EXCERPT PROVIDED:

####

By 1620 the difference was practically gone. In the 1790s it was killed by George Hodgson, creater of Hodgson’s Pale Ale which was the first India Pale Ale. Extra hops and a slightly higher alcohol content resulted in a beer that was still beer and not a slightly slimy, overly sour horse swill. (That’s not fair. Horses won’t drink it either.) It became the drink of the British army, and for several reasons (including you could have a gallon of it instead of a small ration of rum) it became a favorite of the navy as well. When THE empire’s men drink A drink, it becomes the standard. This, on top of the fact that most of the world’s so-called “master brewers” were from Germany and the Low Countries, all of whom used hops, well… By the mid-1800s pretty much nobody but historians knew anything but hops had been used in beer.
But again, why hops? At this point we run into speculation.
Speculation point one. Hops are easier. Yes, I know, ‘what about cooks’? Well, here’s an odd thing. Hops are hard on most bacterias and yeasts, but not so much on brewer’s yeast. If you mix with hops you’re more likely to get the yeast you want when you’re opening to air and hoping. Even when you’re using a specific yeast, hops will hamper all the competition more than it will your yeast. If you use ginger as your antiseptic, then, you have to add MORE yeast to overcome that barrier. In today’s extraordinarily clean brewing environments you shouldn’t have to worry about competing yeasts so that’s no longer a problem, but we’re looking at history.
Speculation two. Herbal properties. While most hops go to beer, some goes to various herbal medicine and drink areas. In the herbal world, humulus lupulus is a sedative. Ginger, to pick a popular alternative, is a stimulant. Now the alcohol is a depressant, meaning it shuts down something (in alcohol’s case, some of the mental brakes). With the brakes removed we can have replacement brakes or we can rev up the engine. hmmmm.

####

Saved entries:
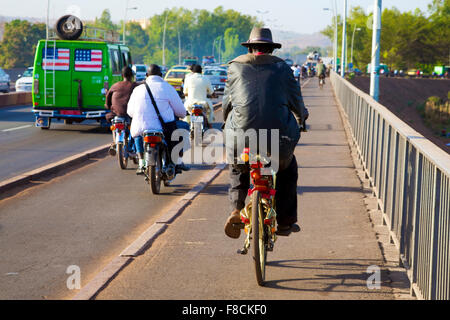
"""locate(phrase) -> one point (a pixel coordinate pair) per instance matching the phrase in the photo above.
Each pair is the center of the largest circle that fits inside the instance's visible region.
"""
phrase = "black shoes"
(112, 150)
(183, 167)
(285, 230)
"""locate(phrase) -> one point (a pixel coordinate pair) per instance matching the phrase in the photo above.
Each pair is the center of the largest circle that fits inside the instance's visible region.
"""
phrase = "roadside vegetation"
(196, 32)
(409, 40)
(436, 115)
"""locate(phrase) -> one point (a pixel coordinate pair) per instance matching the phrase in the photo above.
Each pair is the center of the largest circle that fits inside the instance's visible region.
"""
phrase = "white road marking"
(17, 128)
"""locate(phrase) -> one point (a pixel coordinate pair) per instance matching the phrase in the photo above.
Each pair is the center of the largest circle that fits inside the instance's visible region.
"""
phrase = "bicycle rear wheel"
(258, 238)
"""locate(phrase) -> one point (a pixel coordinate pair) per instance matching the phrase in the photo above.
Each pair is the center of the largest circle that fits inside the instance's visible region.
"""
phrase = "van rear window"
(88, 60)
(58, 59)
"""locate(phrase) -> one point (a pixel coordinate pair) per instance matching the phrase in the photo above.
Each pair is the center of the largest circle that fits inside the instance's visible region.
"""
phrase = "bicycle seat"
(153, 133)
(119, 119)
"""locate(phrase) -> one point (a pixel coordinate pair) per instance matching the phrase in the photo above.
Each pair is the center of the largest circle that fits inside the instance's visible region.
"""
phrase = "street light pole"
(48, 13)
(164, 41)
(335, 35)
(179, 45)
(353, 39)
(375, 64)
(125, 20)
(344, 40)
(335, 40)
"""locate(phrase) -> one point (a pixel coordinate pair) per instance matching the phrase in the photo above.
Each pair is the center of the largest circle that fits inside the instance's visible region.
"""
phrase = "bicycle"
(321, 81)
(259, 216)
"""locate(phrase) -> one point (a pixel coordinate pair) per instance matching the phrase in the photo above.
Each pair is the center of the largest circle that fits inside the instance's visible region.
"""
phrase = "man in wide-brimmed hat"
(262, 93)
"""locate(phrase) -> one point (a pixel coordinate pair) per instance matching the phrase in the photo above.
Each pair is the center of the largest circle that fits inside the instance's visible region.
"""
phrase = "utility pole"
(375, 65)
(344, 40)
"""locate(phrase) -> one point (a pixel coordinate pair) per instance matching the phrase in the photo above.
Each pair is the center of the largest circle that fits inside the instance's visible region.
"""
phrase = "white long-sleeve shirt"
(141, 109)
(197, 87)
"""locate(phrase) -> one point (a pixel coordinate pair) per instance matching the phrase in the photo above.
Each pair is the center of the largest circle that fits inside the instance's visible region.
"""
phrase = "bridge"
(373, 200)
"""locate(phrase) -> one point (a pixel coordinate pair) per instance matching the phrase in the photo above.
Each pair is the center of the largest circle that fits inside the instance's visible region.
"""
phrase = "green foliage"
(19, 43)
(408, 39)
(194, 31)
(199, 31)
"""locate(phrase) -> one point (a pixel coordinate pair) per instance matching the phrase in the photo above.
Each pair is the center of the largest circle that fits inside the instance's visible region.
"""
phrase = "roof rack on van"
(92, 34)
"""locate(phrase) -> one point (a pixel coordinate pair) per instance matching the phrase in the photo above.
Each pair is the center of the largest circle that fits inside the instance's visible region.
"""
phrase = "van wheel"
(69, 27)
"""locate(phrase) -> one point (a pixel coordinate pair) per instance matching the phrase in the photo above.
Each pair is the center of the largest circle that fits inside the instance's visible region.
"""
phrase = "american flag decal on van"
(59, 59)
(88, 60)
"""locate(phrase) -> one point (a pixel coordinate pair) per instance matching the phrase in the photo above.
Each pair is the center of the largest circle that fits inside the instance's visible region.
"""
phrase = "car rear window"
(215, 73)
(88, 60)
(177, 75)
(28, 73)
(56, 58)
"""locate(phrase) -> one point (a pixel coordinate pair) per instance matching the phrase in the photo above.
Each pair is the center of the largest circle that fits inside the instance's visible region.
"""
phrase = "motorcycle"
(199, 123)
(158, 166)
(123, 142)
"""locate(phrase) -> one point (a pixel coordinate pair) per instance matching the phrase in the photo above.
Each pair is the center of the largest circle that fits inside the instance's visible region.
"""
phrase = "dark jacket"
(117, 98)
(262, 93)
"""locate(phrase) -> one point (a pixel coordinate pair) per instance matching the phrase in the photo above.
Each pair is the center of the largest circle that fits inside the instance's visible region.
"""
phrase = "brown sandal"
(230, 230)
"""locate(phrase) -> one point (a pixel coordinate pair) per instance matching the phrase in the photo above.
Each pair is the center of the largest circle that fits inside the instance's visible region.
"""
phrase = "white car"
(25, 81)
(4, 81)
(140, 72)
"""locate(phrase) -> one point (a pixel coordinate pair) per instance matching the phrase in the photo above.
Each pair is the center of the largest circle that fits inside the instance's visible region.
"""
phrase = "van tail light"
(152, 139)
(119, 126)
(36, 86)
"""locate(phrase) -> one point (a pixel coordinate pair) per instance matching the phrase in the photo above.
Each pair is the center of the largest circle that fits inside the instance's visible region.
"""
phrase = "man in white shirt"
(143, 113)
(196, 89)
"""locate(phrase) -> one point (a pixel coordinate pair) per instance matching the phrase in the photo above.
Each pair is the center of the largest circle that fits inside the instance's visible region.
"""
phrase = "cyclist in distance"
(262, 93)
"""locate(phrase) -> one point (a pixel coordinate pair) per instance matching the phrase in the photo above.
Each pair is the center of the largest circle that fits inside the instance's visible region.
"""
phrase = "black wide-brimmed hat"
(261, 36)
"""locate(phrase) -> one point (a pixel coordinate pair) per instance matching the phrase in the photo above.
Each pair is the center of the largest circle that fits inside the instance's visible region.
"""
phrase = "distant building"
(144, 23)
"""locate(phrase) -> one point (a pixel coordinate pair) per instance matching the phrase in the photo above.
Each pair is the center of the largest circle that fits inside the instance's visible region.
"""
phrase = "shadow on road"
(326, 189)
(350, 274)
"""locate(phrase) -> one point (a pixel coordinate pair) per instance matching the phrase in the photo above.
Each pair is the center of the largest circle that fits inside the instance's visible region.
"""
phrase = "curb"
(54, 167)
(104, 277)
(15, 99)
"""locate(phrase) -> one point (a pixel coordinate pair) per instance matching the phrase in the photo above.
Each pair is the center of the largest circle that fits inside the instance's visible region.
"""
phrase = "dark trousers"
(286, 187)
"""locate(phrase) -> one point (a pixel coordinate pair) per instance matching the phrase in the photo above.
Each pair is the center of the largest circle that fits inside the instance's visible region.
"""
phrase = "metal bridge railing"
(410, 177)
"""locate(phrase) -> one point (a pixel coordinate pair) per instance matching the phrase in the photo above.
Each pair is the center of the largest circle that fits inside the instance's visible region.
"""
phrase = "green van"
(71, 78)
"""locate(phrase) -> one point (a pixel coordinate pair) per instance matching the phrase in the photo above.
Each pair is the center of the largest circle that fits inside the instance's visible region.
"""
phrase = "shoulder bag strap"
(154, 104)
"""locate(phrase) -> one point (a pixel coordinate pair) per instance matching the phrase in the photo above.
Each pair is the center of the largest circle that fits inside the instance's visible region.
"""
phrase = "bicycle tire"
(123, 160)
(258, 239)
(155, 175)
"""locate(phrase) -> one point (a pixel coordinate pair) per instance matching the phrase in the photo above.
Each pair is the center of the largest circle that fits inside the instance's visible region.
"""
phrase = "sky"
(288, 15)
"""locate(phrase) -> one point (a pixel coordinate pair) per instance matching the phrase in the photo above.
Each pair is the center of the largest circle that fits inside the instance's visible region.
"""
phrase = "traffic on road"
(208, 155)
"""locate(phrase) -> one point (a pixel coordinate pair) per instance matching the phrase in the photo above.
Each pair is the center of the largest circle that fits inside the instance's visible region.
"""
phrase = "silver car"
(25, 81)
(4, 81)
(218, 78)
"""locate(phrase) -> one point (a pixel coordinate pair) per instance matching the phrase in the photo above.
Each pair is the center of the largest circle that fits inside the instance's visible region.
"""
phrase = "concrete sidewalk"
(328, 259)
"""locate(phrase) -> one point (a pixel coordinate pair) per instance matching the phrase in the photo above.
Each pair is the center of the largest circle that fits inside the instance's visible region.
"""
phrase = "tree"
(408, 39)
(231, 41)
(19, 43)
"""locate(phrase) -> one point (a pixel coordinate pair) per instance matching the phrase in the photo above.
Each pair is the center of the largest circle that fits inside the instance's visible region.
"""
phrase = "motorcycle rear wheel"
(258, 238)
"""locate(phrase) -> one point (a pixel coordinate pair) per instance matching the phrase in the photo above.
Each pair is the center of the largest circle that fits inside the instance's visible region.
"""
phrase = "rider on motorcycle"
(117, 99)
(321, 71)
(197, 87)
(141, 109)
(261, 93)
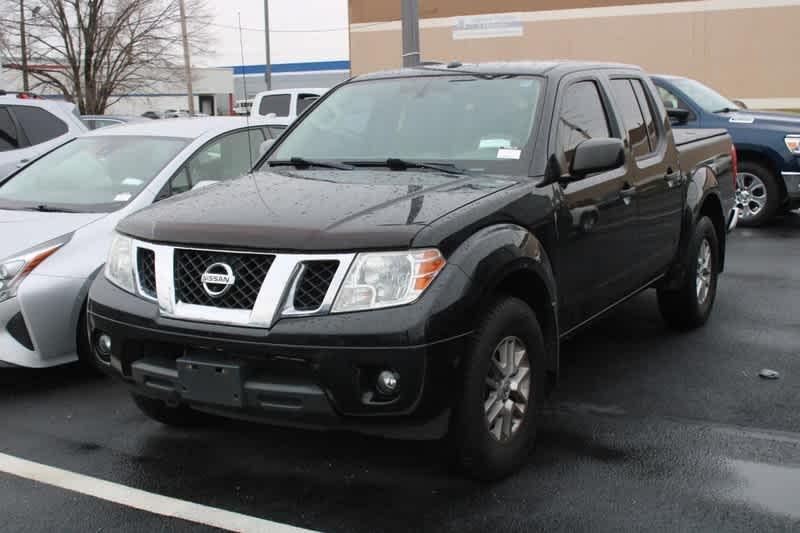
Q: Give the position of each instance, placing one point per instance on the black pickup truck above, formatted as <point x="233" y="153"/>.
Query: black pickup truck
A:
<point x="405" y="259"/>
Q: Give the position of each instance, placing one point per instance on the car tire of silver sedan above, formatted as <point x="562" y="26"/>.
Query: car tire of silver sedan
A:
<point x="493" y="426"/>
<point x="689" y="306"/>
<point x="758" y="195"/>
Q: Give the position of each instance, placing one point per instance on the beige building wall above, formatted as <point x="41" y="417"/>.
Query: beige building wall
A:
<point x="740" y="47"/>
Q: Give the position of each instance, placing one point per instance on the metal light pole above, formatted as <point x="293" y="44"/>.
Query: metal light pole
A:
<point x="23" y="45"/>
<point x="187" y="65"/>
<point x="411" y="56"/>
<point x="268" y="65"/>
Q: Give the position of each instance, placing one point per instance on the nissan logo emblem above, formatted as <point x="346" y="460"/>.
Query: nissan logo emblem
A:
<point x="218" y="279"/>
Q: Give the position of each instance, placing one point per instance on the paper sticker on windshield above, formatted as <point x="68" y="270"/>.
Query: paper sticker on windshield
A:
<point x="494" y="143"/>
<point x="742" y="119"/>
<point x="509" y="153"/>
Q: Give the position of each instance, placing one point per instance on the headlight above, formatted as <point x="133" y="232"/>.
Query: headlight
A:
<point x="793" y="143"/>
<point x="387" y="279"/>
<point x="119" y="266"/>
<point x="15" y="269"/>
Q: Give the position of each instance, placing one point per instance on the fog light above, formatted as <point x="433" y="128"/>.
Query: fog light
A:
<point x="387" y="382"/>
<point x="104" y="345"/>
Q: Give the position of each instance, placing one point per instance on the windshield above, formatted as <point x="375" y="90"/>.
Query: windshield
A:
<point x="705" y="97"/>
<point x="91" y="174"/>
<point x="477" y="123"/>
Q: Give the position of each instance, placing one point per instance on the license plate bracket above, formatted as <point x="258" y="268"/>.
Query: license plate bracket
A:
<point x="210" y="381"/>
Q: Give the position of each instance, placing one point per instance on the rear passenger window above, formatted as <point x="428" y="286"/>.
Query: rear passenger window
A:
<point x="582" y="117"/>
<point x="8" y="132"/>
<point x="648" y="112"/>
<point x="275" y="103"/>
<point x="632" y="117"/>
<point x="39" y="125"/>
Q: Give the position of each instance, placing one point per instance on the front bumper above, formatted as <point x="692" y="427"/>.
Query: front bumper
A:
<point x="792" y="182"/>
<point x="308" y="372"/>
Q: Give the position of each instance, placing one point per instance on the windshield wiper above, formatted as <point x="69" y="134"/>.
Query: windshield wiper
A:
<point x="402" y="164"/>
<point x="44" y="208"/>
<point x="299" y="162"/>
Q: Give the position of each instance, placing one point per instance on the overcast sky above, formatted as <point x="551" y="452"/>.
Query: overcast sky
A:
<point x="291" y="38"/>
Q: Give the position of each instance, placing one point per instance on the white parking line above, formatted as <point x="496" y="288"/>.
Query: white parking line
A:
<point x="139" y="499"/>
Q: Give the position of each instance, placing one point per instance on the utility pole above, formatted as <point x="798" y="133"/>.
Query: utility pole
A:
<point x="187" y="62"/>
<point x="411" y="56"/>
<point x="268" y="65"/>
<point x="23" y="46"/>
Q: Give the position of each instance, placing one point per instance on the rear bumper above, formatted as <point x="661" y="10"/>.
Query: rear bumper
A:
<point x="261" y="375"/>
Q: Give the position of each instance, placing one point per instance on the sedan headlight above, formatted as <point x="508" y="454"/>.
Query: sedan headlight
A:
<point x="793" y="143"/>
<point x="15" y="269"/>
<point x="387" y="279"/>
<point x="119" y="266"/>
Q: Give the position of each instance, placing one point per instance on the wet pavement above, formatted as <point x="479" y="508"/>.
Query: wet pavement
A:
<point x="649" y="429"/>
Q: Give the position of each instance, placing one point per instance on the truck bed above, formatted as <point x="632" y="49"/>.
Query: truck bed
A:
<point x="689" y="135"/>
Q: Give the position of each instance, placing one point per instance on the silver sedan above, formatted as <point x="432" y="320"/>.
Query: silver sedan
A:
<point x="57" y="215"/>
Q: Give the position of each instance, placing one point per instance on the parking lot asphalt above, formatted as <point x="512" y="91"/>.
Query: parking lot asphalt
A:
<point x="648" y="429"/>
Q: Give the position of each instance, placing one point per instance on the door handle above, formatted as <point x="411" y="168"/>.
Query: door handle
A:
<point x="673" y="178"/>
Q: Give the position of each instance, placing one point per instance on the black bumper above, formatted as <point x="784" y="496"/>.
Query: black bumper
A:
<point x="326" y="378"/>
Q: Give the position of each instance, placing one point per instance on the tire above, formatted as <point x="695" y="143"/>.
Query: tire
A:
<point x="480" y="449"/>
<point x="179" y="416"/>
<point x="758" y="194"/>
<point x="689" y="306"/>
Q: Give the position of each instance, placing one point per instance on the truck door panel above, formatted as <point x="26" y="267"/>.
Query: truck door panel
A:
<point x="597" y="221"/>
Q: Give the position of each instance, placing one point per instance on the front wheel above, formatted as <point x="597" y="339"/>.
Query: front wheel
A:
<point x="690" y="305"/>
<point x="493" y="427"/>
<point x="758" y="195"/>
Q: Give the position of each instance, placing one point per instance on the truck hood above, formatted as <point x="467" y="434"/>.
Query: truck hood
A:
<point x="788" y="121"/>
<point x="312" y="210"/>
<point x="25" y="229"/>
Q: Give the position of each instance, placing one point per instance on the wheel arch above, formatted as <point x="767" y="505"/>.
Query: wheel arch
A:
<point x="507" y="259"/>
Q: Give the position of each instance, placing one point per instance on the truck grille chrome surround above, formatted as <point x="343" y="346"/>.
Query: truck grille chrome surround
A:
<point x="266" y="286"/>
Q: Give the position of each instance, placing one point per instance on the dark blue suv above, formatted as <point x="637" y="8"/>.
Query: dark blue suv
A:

####

TASK INSTRUCTIONS: Repeat the passage on hops in beer word for word, from "But again, why" up to and including "looking at history.". The entries were drawn from a separate source.

REPLY:
But again, why hops? At this point we run into speculation.
Speculation point one. Hops are easier. Yes, I know, ‘what about cooks’? Well, here’s an odd thing. Hops are hard on most bacterias and yeasts, but not so much on brewer’s yeast. If you mix with hops you’re more likely to get the yeast you want when you’re opening to air and hoping. Even when you’re using a specific yeast, hops will hamper all the competition more than it will your yeast. If you use ginger as your antiseptic, then, you have to add MORE yeast to overcome that barrier. In today’s extraordinarily clean brewing environments you shouldn’t have to worry about competing yeasts so that’s no longer a problem, but we’re looking at history.